> Written request
Recast each line of the entries below as a Markdown table with the columns Row and Line, numbering the rows and omitting blank lines. Leave the pictures out of the table.

▬▬▬

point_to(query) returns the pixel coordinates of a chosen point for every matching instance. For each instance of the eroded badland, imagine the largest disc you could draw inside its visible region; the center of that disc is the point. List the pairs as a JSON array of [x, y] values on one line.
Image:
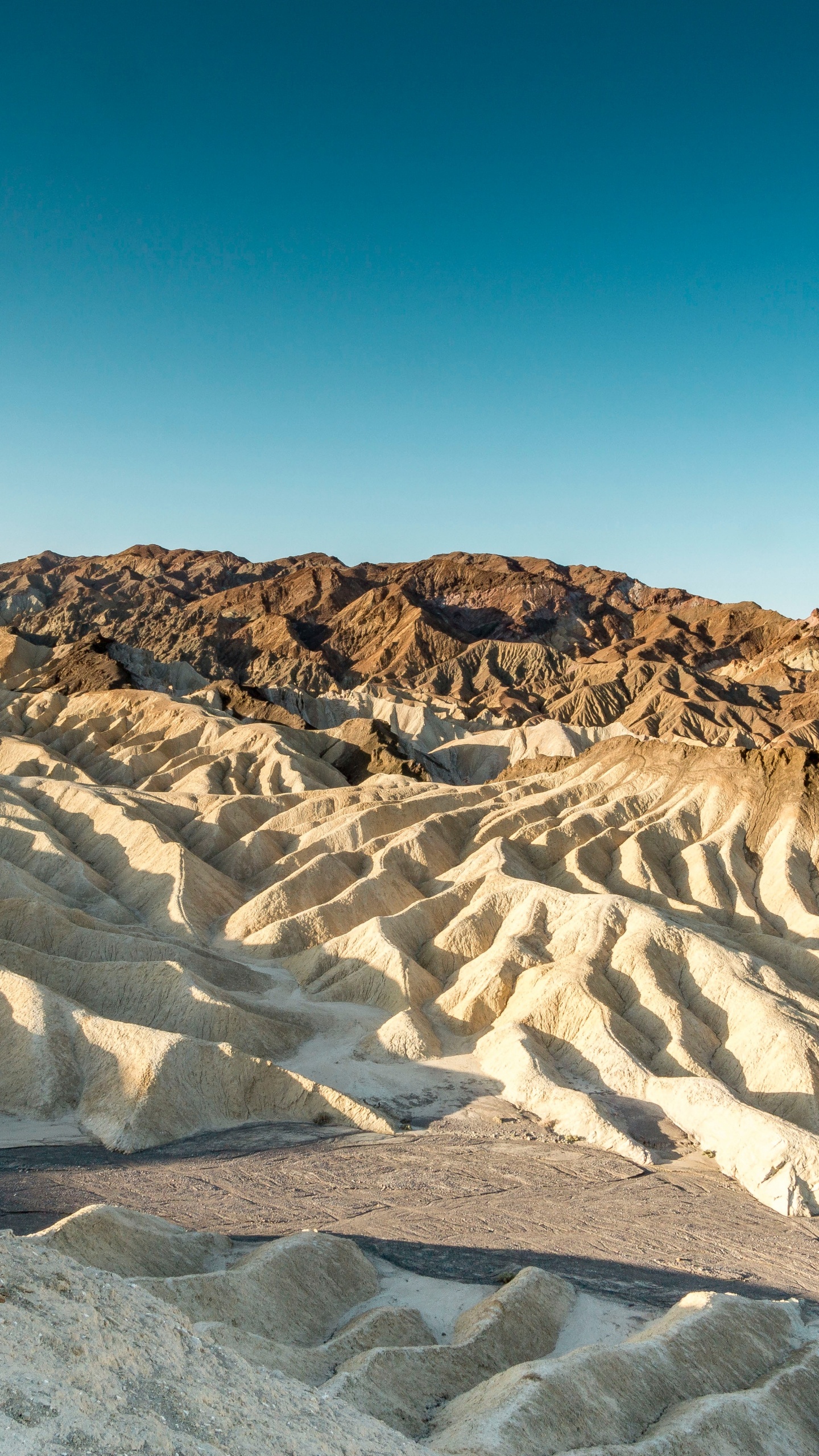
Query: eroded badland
[[408, 1011]]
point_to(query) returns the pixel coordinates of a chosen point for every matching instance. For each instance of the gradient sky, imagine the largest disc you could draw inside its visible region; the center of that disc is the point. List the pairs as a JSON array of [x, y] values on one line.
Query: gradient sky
[[394, 279]]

▬▬▬

> Solution for this task
| Row | Line |
|---|---|
| 1 | point_to(query) returns the pixel coordinates of a chosen point for every matching instance. For each instance of the eroded badland, imagine the largest disc you could draw inside its visible region; the center of that disc is the point. List the pairs as a JSON array of [x, y] values on one line. |
| 2 | Image: |
| 3 | Query: eroded badland |
| 4 | [[408, 1011]] |
| 5 | point_to(query) returns the pixel coordinates of a chosen point for every matching instance. For each instance of the gradient sky, imagine the largest disc you could draw inside its visible region; the center of that disc is the point. List the pairs as a JSON array of [x, y] values on one line. |
| 6 | Query: gradient sky |
| 7 | [[394, 279]] |